- **Goal of the exercise**
Could you give back the listing below exactly, every line included?

- **Supplied information**
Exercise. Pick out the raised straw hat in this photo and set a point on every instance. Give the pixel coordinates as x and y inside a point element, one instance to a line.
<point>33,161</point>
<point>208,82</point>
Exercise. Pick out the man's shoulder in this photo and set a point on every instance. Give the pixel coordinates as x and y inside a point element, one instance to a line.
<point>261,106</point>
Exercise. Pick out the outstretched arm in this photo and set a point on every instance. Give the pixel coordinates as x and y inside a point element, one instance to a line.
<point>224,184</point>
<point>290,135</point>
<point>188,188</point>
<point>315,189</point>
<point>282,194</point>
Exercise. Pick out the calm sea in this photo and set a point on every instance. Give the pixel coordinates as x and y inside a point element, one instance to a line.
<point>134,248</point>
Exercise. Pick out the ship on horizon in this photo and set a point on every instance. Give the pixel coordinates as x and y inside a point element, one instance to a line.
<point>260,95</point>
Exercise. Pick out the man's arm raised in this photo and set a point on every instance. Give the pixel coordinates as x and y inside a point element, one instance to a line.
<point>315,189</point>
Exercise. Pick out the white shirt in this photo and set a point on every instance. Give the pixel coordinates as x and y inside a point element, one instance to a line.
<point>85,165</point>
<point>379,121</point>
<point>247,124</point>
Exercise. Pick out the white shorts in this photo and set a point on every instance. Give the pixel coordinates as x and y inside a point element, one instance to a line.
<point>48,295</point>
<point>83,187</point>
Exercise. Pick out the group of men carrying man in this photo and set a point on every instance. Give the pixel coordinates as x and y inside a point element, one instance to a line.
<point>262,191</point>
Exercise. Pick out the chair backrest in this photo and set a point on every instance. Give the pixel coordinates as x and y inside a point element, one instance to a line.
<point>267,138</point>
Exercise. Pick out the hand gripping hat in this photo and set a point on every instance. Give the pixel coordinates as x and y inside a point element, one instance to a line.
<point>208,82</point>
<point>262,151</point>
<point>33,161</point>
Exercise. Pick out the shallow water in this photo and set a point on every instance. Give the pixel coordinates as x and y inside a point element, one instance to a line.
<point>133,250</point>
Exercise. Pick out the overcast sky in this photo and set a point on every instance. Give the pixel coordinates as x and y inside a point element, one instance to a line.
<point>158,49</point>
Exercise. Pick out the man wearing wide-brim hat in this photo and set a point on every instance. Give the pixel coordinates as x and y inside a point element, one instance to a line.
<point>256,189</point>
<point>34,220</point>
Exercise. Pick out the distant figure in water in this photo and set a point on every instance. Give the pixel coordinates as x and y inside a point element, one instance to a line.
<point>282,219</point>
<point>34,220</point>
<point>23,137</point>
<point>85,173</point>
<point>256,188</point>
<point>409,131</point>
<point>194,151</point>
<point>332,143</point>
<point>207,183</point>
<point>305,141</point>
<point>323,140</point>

- **Task result**
Exercise. Pick out the raised straw hat in this photo and set a point on every instance. Give the pixel coordinates as x and y inside a point element, one instance to a line.
<point>33,161</point>
<point>208,82</point>
Exercise. Pick out the man's shoulder in this photo and set a point on every instance. Give the pixel coordinates as x and y inside a point element, one instance to a line.
<point>261,106</point>
Exercise. Pick out the outstretched arm in this photo and set a point on every instance. Give the pixel coordinates as x and y inside a point element, one instance to a line.
<point>224,184</point>
<point>290,135</point>
<point>188,188</point>
<point>315,189</point>
<point>282,194</point>
Exercise. Pick out the calm sea in this photo and set a point on every instance. Give the pixel coordinates as x and y inside a point element, one instance to a line.
<point>134,248</point>
Exercise. Pick out the ship on horizon in this photo and set a point on every instance. Give the pixel coordinates as x and y inside a point element, one instance to a line.
<point>260,95</point>
Exercise. Pick out the man's arm raised in this photo and set a point on every instance. Give the pixel coordinates as x and y inside a point element, one instance to a line.
<point>315,189</point>
Exercise. Pick out the white shirt in this photo and set a point on every instance. Give the pixel coordinates as x and y inside a point element, one instance to a line.
<point>85,165</point>
<point>379,121</point>
<point>247,124</point>
Exercise. Pick out the white shorts in this photo and set a point on every instance. Give the pixel coordinates as x and y inside a point element, one instance to a line.
<point>48,295</point>
<point>83,187</point>
Exercise. Pick out the group of men carrying man in this photo and set a point on every instance. Give the pixel coordinates as x and y inside a point element, one instance to a line.
<point>262,191</point>
Exercise. Pick out the chair backrest in this photo and set a point on every instance. Give the pixel coordinates as x and y inside a point element, one instance to a line.
<point>267,138</point>
Exercise. Pick out the hand gripping hat in this photo and set a point on every instance. Give the pixel coordinates as x and y inside a point element, one instance to a line.
<point>208,82</point>
<point>262,151</point>
<point>33,161</point>
Exercise. Pick out the shallow water in this photo and set a point on every instance. Give the pixel coordinates as x and y inside a point element, one instance to a line.
<point>133,250</point>
Exercise. Pick out the overcast sky in this photo and set a point on every instance. Give the pixel coordinates as x and y inside a point element, one instance to a line.
<point>158,49</point>
Exercise. Pick out the man wearing wide-brim hat in this photo and set a point on every instance. Give the pixel coordinates as x and y inside a point element, one instance to a line.
<point>256,189</point>
<point>34,220</point>
Exercise. Pick out the distant figure in water in this photo and set a point on every instance. Give the pixel coordinates as x and y inside a point element, one instance to a line.
<point>282,219</point>
<point>34,220</point>
<point>23,137</point>
<point>85,173</point>
<point>256,188</point>
<point>409,131</point>
<point>194,151</point>
<point>332,143</point>
<point>207,183</point>
<point>305,141</point>
<point>323,140</point>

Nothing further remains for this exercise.